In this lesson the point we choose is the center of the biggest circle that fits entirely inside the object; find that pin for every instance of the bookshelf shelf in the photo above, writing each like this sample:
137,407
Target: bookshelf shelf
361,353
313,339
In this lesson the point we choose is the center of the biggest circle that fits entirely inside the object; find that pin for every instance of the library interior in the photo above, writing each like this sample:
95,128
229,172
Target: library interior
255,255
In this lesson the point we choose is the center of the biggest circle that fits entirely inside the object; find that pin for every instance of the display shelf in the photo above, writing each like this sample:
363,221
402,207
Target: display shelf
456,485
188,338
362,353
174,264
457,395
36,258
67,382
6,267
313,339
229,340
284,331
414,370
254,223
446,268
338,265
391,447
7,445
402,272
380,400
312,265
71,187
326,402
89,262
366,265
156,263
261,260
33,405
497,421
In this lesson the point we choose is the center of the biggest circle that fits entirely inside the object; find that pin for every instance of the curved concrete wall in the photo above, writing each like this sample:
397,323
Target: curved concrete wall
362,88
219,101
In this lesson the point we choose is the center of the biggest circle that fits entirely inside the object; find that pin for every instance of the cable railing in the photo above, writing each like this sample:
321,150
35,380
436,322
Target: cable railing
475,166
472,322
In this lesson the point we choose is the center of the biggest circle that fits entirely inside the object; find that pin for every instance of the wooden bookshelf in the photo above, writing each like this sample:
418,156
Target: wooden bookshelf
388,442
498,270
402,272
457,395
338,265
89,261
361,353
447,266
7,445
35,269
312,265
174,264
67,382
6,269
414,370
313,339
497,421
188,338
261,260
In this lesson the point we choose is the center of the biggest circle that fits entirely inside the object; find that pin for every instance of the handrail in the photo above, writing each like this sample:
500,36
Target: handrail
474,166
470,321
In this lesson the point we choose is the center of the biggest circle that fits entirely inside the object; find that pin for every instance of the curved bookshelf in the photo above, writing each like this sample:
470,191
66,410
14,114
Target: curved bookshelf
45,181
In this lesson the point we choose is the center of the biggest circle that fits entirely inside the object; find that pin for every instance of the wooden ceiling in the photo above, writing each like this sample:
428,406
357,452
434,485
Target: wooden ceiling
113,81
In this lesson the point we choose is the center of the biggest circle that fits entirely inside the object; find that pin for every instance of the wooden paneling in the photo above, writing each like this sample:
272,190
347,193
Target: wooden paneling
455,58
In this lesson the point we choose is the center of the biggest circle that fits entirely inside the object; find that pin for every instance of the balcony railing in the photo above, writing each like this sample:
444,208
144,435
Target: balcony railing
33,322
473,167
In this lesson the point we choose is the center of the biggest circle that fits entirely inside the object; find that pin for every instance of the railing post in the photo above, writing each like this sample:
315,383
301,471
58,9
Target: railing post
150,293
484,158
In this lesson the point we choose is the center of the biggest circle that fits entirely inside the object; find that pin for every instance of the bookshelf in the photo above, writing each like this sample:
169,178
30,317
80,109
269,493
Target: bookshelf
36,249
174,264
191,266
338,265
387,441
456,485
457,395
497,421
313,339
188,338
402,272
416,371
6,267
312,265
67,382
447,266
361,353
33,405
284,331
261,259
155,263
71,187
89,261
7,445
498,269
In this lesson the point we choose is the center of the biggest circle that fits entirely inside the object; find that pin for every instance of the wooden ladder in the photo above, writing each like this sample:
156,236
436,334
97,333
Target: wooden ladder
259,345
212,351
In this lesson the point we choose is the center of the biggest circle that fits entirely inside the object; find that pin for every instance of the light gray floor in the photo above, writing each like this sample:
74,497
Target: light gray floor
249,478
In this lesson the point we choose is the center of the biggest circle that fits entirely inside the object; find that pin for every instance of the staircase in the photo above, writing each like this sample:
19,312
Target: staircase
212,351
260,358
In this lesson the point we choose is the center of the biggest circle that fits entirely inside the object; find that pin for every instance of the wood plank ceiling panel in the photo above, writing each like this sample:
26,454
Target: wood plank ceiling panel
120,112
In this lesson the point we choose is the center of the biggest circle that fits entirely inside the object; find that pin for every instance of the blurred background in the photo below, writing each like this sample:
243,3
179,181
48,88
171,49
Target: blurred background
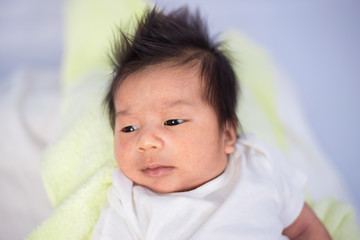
315,43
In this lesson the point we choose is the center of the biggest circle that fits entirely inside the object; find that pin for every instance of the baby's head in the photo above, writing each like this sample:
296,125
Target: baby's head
172,103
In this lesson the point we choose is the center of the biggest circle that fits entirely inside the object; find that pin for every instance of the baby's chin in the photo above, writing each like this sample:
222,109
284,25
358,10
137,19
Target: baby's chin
168,188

(WHAT THE TASK ASKS): Return the full material word for word. Do not include the pictures.

(RESULT):
In this lesson the point we choose is the center of the biggest circle that fits entirely inside the object; find that pin for every instance of the bookshelf shelf in the photo above, writing each like this sample:
137,407
Target: bookshelf shelf
361,353
313,339
In this lesson the point we choose is the center of the biggest circle that fits entirely inside the object; find that pin for every instance of the library interior in the photo above, writing each like this sample:
95,128
229,172
Target: library interior
255,255
In this lesson the point we choose is the center of the biggest circle that fits entirely inside the object; find that pin for every instance of the display shelf in the photo above, writing each like this sample:
363,221
402,207
Target: display shelf
456,485
188,338
362,353
174,264
457,395
36,258
67,382
6,267
313,339
229,340
284,331
414,370
254,223
446,268
338,265
391,447
7,445
402,272
380,400
312,265
71,187
326,402
89,262
366,265
156,263
261,260
33,405
497,421
In this lesson the point we choose is the center of the biggest circle that fits entirely inside the object; find that pin for every instance of the curved concrete wall in the photo above, writing each like this sample:
397,323
Target: curved concrete wall
362,88
219,101
In this lesson the point we choose is the center of the biggest circle that fits entirely inside the object; find that pin for every instance of the cable railing in the photo above, writing each like this sample:
321,150
35,380
436,322
Target: cable railing
475,166
472,322
In this lesson the point we choose is the center of the biggest circle that fits entirely inside the object; find that pin for every instance of the wooden bookshelf in the photo above, writing each like this sample:
418,156
Target: wooden bookshelf
388,442
498,270
402,272
457,395
338,265
89,261
361,353
447,266
7,445
35,269
312,265
174,264
67,382
6,269
414,370
313,339
497,421
188,338
261,260
In this lesson the point we choose is the center of the biggest circle that fits entirely inside the object; find that pin for every instance of the handrail in the photo above, writing each like this sample:
500,36
Target: handrail
474,166
470,321
In this lesson the point we choose is the center of the biggest circle that fits entirely inside the object; find that pin for every instance of the curved bookshelf in the photo above, writing each like this sample:
470,191
66,410
14,114
Target: curved bookshelf
45,181
In this lesson the point we choose is the center of the biggest circle that fits entirely inside the object; find that pin for every instance of the wooden ceiling in the photo above, writing each like this sample:
428,406
357,452
434,485
Target: wooden ceiling
113,81
In this lesson the point we choose is the center of the biggest circle that fits entirely inside the object; find that pin for every instance of the wooden paneling in the photo above, writing each like this sample:
272,190
347,193
Target: wooden paneling
455,58
In this lesson the point we choose is the center of the biggest circle that fits entirely inside the object; find that pin for every instance of the balcony railing in the photo above, writing each like this sample:
444,208
144,435
Target: balcony railing
33,322
473,167
In this lesson the point we choose is the center of the biggest circle that fits entirely inside the object; find that pin for every instance of the railing post in the photo above, writing each like this sample:
315,383
301,471
58,9
Target: railing post
150,293
484,158
In this lesson the point we choose is the center of the biggest circle that fits entirely inside the object; find that pin for every instance of the bookshelf in the photo above, writing each like this sample:
169,178
30,317
80,109
269,493
Target: bookshelf
36,249
174,264
191,266
338,265
387,441
456,485
457,395
497,421
313,339
188,338
402,272
416,371
6,267
312,265
67,382
447,266
361,353
33,405
284,331
261,259
155,263
71,187
89,261
7,445
498,269
In this lesson the point we choose is the center of the biggest circle that fits entirely inside the object; find that pin for every instance of the wooden ladder in the photo above, writing each like this sample:
156,236
436,334
97,333
Target: wooden ladder
259,345
212,351
In this lesson the point we choose is the center of the biggest circle that fits entirely inside the object; find that pin for every instance of the light gray floor in the photo above, writing each like this sample:
74,497
Target: light gray floor
249,478
In this lesson the point we choose is the center of the biggest circle that fits entirely inside the object; find that pin for every instance of the staircase in the photo above, writing each like this sample:
19,312
Target: staircase
212,351
260,358
In this lesson the point we choose is the center of the biggest circle that fits entirely inside the object; find that pin for every instance of the wood plank ceiling panel in the photo above, writing each like this sample:
26,454
Target: wood plank ceiling panel
120,112
In this lesson the point we choose is the center of the biggest circle that fits entirely inside the object; find that pin for every instance of the blurred background in the photo below, writing each like this sample:
243,3
179,181
48,88
171,49
Target: blurred background
315,43
In this lesson the point we choose is the center of the biggest circle that fits entirely inside the object; find that pin for every instance of the baby's head in the photo above, writing each like this sample:
296,125
Target: baby's head
172,103
In this lesson the point we choose is the center of the biggest circle that fits entirely inside the object; find that pin for every instance of the baby's chin in the photo above, writing each like this sample:
222,109
284,25
358,10
137,19
Target: baby's chin
168,188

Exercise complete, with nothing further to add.